### What you will do
Skip the pictures and quote all of the lines exactly.

### Data for this task
◆ ◆ ◆ ◆
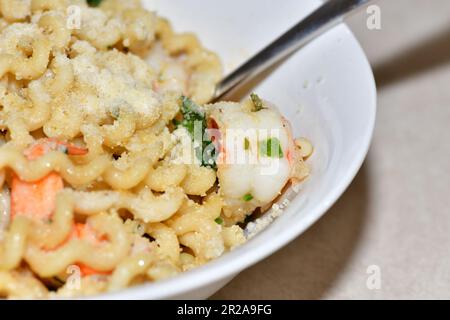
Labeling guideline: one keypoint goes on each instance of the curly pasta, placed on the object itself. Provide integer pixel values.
(95, 193)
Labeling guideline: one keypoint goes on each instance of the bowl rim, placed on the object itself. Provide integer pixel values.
(226, 267)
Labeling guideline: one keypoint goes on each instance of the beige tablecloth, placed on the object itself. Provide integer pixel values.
(395, 216)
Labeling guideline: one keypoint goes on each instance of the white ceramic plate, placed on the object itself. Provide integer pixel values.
(327, 91)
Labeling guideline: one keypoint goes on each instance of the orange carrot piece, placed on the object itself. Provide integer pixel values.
(83, 231)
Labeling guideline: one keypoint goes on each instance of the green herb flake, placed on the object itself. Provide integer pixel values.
(257, 102)
(94, 3)
(246, 144)
(271, 148)
(194, 116)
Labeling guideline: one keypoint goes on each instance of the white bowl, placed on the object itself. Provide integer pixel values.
(326, 90)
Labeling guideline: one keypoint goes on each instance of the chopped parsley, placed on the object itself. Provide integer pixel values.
(94, 3)
(194, 120)
(271, 148)
(257, 102)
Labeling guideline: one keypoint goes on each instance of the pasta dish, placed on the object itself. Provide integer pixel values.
(114, 169)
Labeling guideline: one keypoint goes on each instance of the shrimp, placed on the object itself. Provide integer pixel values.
(258, 155)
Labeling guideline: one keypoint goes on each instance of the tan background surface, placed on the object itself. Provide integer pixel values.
(396, 213)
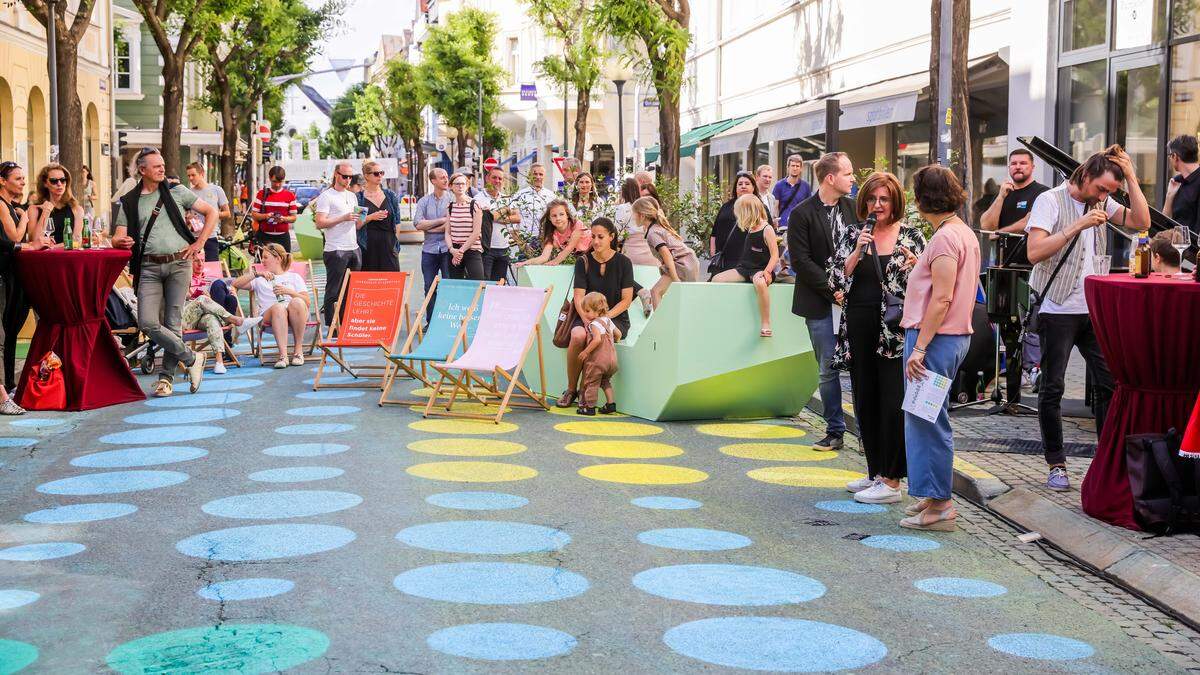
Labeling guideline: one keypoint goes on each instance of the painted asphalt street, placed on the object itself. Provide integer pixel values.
(261, 526)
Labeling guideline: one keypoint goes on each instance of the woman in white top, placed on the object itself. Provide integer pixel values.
(282, 299)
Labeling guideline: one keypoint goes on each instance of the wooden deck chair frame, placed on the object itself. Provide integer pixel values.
(369, 378)
(397, 363)
(462, 382)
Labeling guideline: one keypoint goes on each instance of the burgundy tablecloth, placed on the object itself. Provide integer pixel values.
(1150, 333)
(69, 291)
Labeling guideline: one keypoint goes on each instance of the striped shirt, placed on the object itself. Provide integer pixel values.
(462, 222)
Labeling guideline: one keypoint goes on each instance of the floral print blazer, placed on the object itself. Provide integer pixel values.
(895, 278)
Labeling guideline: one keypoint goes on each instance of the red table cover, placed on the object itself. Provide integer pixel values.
(69, 291)
(1150, 333)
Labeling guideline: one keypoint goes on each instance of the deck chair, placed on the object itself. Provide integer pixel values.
(453, 300)
(508, 328)
(369, 315)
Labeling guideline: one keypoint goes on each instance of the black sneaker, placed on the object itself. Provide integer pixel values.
(831, 442)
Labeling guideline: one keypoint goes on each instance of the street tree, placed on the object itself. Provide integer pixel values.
(66, 51)
(657, 33)
(577, 67)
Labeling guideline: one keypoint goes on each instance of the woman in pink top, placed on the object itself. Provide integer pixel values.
(937, 308)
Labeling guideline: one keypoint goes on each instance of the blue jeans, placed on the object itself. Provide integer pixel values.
(930, 444)
(432, 264)
(823, 339)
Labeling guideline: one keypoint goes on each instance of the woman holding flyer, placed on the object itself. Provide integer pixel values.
(937, 308)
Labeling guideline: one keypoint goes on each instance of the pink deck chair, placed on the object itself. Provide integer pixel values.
(508, 328)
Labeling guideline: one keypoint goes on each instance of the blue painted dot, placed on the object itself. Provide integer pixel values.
(265, 542)
(287, 503)
(79, 513)
(245, 589)
(491, 583)
(295, 475)
(694, 539)
(162, 435)
(477, 501)
(139, 457)
(729, 585)
(850, 506)
(484, 537)
(777, 644)
(502, 641)
(900, 543)
(12, 598)
(670, 503)
(31, 553)
(960, 587)
(198, 400)
(1042, 646)
(313, 429)
(330, 394)
(112, 483)
(323, 411)
(305, 449)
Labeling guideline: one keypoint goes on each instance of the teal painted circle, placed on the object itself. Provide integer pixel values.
(850, 506)
(245, 649)
(1041, 646)
(900, 543)
(112, 483)
(79, 513)
(16, 656)
(477, 501)
(694, 539)
(960, 587)
(245, 589)
(161, 435)
(198, 400)
(295, 475)
(12, 598)
(265, 542)
(733, 585)
(669, 503)
(502, 641)
(35, 553)
(775, 644)
(323, 411)
(491, 583)
(313, 429)
(139, 457)
(484, 537)
(305, 449)
(287, 503)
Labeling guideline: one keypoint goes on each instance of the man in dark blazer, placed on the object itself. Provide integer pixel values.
(810, 227)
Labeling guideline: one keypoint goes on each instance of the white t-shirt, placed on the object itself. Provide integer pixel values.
(1043, 216)
(336, 203)
(264, 290)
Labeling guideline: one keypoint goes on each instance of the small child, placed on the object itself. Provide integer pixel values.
(599, 357)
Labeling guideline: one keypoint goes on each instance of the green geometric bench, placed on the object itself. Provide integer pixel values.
(697, 357)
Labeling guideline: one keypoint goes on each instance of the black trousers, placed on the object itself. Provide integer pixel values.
(1059, 333)
(877, 389)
◆ ◆ ◆ ◆
### Reply
Labeling guideline: one keypoint goes on each instance of the curly pasta, placed on the object itself. Provide integer pixel values.
(95, 193)
Labeling guideline: one keypoint goes on each instance of the bowl rim, placed on the object itself. Provide integer pixel values.
(226, 267)
Labeling guideline: one keypoint goes on each instance of the beige tablecloth, placed on the object itself. Provide integer pixel values.
(395, 216)
Labeling guideline: one keypoint goes on each instance of the white ceramic plate, placed on the object itself. Provide integer pixel values.
(327, 91)
Labeling guideline: one keypoint goes on each instance of the orange carrot piece, placed on the object itself. Provide integer pixel values.
(83, 231)
Labeling guideline: one keypoint goes on each instance of the green herb flake, placed on the object itself. Provide integer pixel values.
(257, 102)
(94, 3)
(246, 144)
(271, 148)
(194, 116)
Labeling guideline: one keypoint goes on each instance of the white bowl, placed on the object itself. Provide integer pixel values.
(326, 90)
Labeling guideline: one keypoint goes on each instance of the chopped parsley, placed on the object itself. Provide integer pixel values.
(94, 3)
(194, 120)
(271, 148)
(257, 102)
Labeling guideline: one keypoint goes on each instance of the pasta dish, placed on the object itself. Provide integer pixel values.
(114, 169)
Labeling guideline: one keypoint goes on each instance of the shrimp, placed on the object itself. Provide integer pixel values.
(258, 155)
Labeling guideline: one keypoint goes on each instance of the tan background surface, placed on the object itself. Provide integer pixel values.
(396, 213)
Labeling guideline: one keypoint goes on each instance of the painted asphalt street, placed on the object itself. Provide integer pixel values.
(261, 526)
Labeling guideline: one keypoint goes on each instance of the woman in white top, placed on the object itself. Provide integer pixel values.
(282, 299)
Labeling guideline: one keypoint goes on each instance of the wooden deck chair frame, placed on the object itself. Provide integer pixel values.
(369, 378)
(397, 363)
(462, 382)
Labeling guideline: one keypoint goes on each instance of the burgundy tablecloth, placed on the object itself. Provide integer pixel values.
(1150, 333)
(69, 291)
Labeling guideline: one keypoint goes on each instance of the striped shirt, placed on the object itself. Provide integer pixel values.
(462, 222)
Labeling guideline: one keypoint goes on each instance of the floral print blazer, placed on the object itself. Provide integer pixel values.
(895, 278)
Labeling guideline: one keypoint goes on each instance of the red table cover, placed on the object itself. Provide integer pixel values.
(69, 291)
(1150, 333)
Labeling guideline: one keypoint goes on each instance of the deck chair, placed on the object itself. Provide integer pixel values.
(453, 300)
(508, 328)
(369, 315)
Labeling guideline: one keypoint goes on each instance of the black sneaker, placed on the object itself. Provide integer pixel values.
(831, 442)
Labeling guideline: one keypoint goes on each instance of the street tree, placed on the object itself. Provide integer pixel values.
(66, 51)
(657, 33)
(577, 67)
Labeling guideline: one keypoint goes on each instance of the woman in pink top, placed on the object itself. Provide integer pixel values.
(937, 308)
Labeling guideline: one keypoint goes on each instance of the blue jeans, placed on the object itself. Provide integer pixel values.
(930, 444)
(432, 264)
(823, 339)
Labeling guideline: one keypoint goes on each instance of the woman holding flyer, placed on the object itself. Provide integer pixel values.
(937, 308)
Labeling guideline: one keypoint goes on each instance of the pink deck chair, placed on the object itself. Provide integer pixel values.
(508, 328)
Labeling guideline: one keypoint goes on each instance of the blue painted dot, placed on the object itself. Provide integer pixel values.
(265, 542)
(287, 503)
(79, 513)
(245, 589)
(491, 583)
(295, 475)
(694, 539)
(162, 435)
(477, 501)
(139, 457)
(729, 585)
(850, 506)
(484, 537)
(777, 644)
(502, 641)
(900, 543)
(12, 598)
(670, 503)
(31, 553)
(960, 587)
(198, 400)
(1042, 646)
(313, 429)
(330, 394)
(112, 483)
(323, 411)
(305, 449)
Labeling guideline: one keypoint goes on each instance of the teal painted circle, placed on the object itself. Provide integer pixel values.
(850, 506)
(245, 649)
(1041, 646)
(900, 543)
(112, 483)
(79, 513)
(16, 656)
(477, 501)
(694, 539)
(960, 587)
(245, 589)
(161, 435)
(198, 400)
(295, 475)
(12, 598)
(265, 542)
(733, 585)
(669, 503)
(502, 641)
(35, 553)
(775, 644)
(323, 411)
(491, 583)
(313, 429)
(139, 457)
(484, 537)
(305, 449)
(287, 503)
Labeling guideline: one keypoint goes on each instance of the man in dark blazer, placed on the object itself. Provide integer pixel values.
(810, 227)
Labeling guideline: one keypoint goes on each instance of the white t-shirt, placed on the object itself. Provide integer pixel values.
(1043, 216)
(336, 203)
(264, 290)
Labeling guideline: one keypoint goes on each instance of the small child, placed on the object itself. Provide integer pixel values.
(599, 357)
Labeling guideline: one keypoint goes on each instance of the green geometric bench, placed on the object itself. Provide integer pixel values.
(697, 357)
Labeling guideline: one keypoint goes on each instance of the black trousers, placed on the object itself. Provide integer pixel values.
(1059, 333)
(877, 389)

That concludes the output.